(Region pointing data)

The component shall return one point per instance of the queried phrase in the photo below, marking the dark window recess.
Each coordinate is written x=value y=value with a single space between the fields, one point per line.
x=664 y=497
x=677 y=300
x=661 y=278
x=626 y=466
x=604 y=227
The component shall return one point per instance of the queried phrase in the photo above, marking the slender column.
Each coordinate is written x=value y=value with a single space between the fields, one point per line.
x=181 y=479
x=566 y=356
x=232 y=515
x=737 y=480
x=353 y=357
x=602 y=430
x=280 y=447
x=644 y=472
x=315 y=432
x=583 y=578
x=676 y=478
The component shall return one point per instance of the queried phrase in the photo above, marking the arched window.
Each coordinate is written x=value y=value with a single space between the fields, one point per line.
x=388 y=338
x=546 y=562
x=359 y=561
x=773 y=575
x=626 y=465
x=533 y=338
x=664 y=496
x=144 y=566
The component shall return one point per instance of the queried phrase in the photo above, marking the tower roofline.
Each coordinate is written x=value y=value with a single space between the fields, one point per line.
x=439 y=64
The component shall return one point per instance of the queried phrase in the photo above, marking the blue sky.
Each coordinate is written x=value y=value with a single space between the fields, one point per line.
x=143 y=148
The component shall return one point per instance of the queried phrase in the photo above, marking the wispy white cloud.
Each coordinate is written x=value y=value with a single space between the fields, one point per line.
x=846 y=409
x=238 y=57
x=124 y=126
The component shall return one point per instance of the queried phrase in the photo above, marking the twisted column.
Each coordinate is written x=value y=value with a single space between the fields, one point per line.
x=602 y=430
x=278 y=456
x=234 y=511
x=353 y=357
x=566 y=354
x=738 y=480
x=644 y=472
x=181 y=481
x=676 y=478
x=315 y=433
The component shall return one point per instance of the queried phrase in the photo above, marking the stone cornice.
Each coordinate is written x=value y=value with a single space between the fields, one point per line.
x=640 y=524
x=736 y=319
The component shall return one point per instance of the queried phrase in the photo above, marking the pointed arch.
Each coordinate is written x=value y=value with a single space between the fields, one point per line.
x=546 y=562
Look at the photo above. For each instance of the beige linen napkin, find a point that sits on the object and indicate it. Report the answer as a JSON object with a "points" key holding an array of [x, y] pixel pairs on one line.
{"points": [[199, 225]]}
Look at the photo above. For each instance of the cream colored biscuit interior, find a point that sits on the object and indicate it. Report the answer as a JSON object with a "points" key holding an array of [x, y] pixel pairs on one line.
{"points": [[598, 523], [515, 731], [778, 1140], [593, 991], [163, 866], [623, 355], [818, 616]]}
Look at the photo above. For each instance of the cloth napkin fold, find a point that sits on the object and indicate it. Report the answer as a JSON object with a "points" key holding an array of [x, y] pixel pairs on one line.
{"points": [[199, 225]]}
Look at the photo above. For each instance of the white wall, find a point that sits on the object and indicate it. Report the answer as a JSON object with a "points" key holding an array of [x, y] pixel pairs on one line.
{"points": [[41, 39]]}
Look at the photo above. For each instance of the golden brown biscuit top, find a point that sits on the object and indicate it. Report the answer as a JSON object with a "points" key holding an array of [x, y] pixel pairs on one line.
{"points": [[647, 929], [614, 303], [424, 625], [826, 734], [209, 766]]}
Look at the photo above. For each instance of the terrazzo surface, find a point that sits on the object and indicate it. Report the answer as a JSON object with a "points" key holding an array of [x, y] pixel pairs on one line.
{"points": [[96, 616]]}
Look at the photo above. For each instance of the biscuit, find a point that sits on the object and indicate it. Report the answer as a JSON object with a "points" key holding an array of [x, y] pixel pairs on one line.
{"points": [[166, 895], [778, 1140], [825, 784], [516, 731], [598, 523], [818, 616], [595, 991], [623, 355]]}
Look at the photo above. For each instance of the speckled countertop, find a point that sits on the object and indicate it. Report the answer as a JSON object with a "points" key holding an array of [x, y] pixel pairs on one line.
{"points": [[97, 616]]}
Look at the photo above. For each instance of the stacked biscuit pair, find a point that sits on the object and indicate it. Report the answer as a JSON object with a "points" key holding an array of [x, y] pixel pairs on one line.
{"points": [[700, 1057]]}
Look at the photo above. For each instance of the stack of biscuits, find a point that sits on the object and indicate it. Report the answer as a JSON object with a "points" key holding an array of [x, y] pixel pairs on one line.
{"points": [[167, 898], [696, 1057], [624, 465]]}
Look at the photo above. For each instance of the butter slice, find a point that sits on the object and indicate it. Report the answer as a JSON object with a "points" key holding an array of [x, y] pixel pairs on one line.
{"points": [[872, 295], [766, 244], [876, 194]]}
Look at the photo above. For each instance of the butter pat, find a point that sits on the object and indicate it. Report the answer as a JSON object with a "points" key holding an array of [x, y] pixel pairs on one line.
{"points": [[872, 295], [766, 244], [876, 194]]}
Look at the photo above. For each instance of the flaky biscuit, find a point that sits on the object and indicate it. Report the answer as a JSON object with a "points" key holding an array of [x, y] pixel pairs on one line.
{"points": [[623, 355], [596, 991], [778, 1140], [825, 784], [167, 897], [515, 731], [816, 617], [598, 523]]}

Exercise prompt: Look back at the records above. Repeat all of them exactly.

Exercise solution:
The component shall return one point per instance of the queried phrase in the photo below, marking the dark window recess.
Each coordinate is written x=value y=value with a single space between the fields, one point per line.
x=664 y=497
x=677 y=300
x=661 y=278
x=626 y=466
x=604 y=227
The component shall return one point per instance of the queried phrase in the photo above, marking the slender column.
Each coordinate is written x=value y=value with a single space between the fields, one point per line.
x=181 y=479
x=566 y=356
x=232 y=515
x=737 y=480
x=353 y=357
x=602 y=430
x=280 y=447
x=644 y=472
x=315 y=432
x=583 y=578
x=676 y=478
The component shall return one point per instance of the queried phrase in the photo above, marking the arched window.
Each coordinate is written x=value y=value with a single space between the fields, one point per line.
x=388 y=338
x=546 y=562
x=359 y=561
x=773 y=575
x=626 y=465
x=533 y=338
x=664 y=496
x=144 y=566
The component shall return one point per instance of the queried phrase in the photo above, marking the tower roofline.
Each coordinate is written x=value y=value with a single space between the fields, one point per line.
x=439 y=64
The component shall return one point per instance of the queried phrase in the photo above, marking the blue sky.
Each coordinate is written x=value y=value with a single space between the fields, one point per line.
x=143 y=148
The component shall return one point per instance of the queried phrase in the photo above, marking the wispy white cloud.
Each coordinate is written x=value y=value with a single space between the fields, one point per line.
x=846 y=409
x=238 y=57
x=124 y=126
The component shall return one point per instance of the queried phrase in the photo above, marking the twisted column.
Each coordinate is written x=value y=value with a single space between the fields, one point per line.
x=602 y=430
x=278 y=456
x=234 y=511
x=353 y=357
x=566 y=354
x=738 y=480
x=644 y=472
x=181 y=481
x=676 y=478
x=315 y=433
The component shall return one point per instance of the queried phrase in the photo above, marking the stone cornice.
Each coordinate is written x=value y=value with a single space between the fields, one point per line.
x=640 y=524
x=736 y=319
The component shall return one point per instance of the queried phrase in the photo above, marking the pointed arch.
Each coordinate is written x=value y=value with a single space between the fields, one point per line.
x=546 y=562
Look at the photo above. For each instance of the beige linen napkin, find a point that sits on the object and indicate it. Report the answer as a JSON object with a "points" key holding an array of [x, y] pixel pairs on one line.
{"points": [[199, 225]]}
Look at the photo above. For each instance of the cream colored biscuit interior, find a point that sits on the object and indicate it. Report the answer as a JSON object with a "points" key holding an array of [x, y] pixel pairs on one line.
{"points": [[598, 523], [515, 731], [778, 1140], [593, 991], [163, 866], [623, 355], [818, 616]]}
Look at the photo above. For each instance of the cloth napkin fold, find a point that sits on the object and indicate it. Report the answer as a JSON object with a "points" key holding an array of [x, y] pixel pairs on one line.
{"points": [[199, 225]]}
Look at the photo above. For each instance of the white wall, find a point that sits on the object and indicate it. Report the answer as a JSON object with a "points" key holding an array of [x, y] pixel pairs on one line.
{"points": [[41, 39]]}
Look at the photo above. For each instance of the golden brown biscuit top, find a point that sits on the object and indicate it. Report the answer as a JSON object with a "points" key holding an array of [x, y] pixel pairs on one line.
{"points": [[647, 929], [614, 303], [424, 625], [826, 734], [209, 766]]}
Look at the photo above. For each instance of the terrazzo surface, find a point that sits on the object and indicate it. Report the answer as a JSON object with a "points" key holding an array of [x, y] pixel pairs on one line.
{"points": [[96, 616]]}
Look at the photo above. For each instance of the biscuit, find a point that sits on the object and indicate it. Report the answer as a JSON object with a "points" key holding an array of [x, y] pixel pairs on one line.
{"points": [[166, 895], [778, 1140], [825, 784], [516, 731], [598, 523], [818, 616], [595, 991], [623, 355]]}
Look at the photo above. For each instance of the speckled countertop, find a point that sits on the object and indicate it. Report the answer as a JSON object with a "points" key holding an array of [x, y] pixel pairs on one line.
{"points": [[97, 616]]}
Look at the photo above. For each instance of the stacked biscuit pair, find a point that sits on the object and indicate it. Report the answer as a JSON object with a "points" key holding an array of [x, y] pixel pairs on one line.
{"points": [[700, 1057]]}
Look at the photo above. For each instance of the stack of biscuits, find a point that sits on the object and indicate it. Report the answer as a JSON object with a "points" key holding an array of [x, y] pixel pairs on one line.
{"points": [[167, 898], [696, 1057], [624, 465]]}
Look at the photo above. For each instance of the butter slice, find a point that sits on the object and indicate it. Report the answer as a JSON object with a "points" key holding an array of [x, y] pixel pairs on one line.
{"points": [[872, 295], [766, 244], [876, 194]]}
Look at the photo above. For each instance of the butter pat, find a point that sits on the object and indicate it. Report the answer as a JSON object with a "points" key holding an array of [x, y] pixel pairs on one line.
{"points": [[872, 295], [766, 244], [876, 194]]}
Look at the photo above. For each instance of the flaky biscuit, find a point that sits on the object and indicate it. Report the answer as a JSON object with a "points" key holding an array of [x, y] pixel pairs on one line.
{"points": [[623, 355], [596, 991], [778, 1140], [825, 784], [167, 897], [515, 731], [816, 617], [598, 523]]}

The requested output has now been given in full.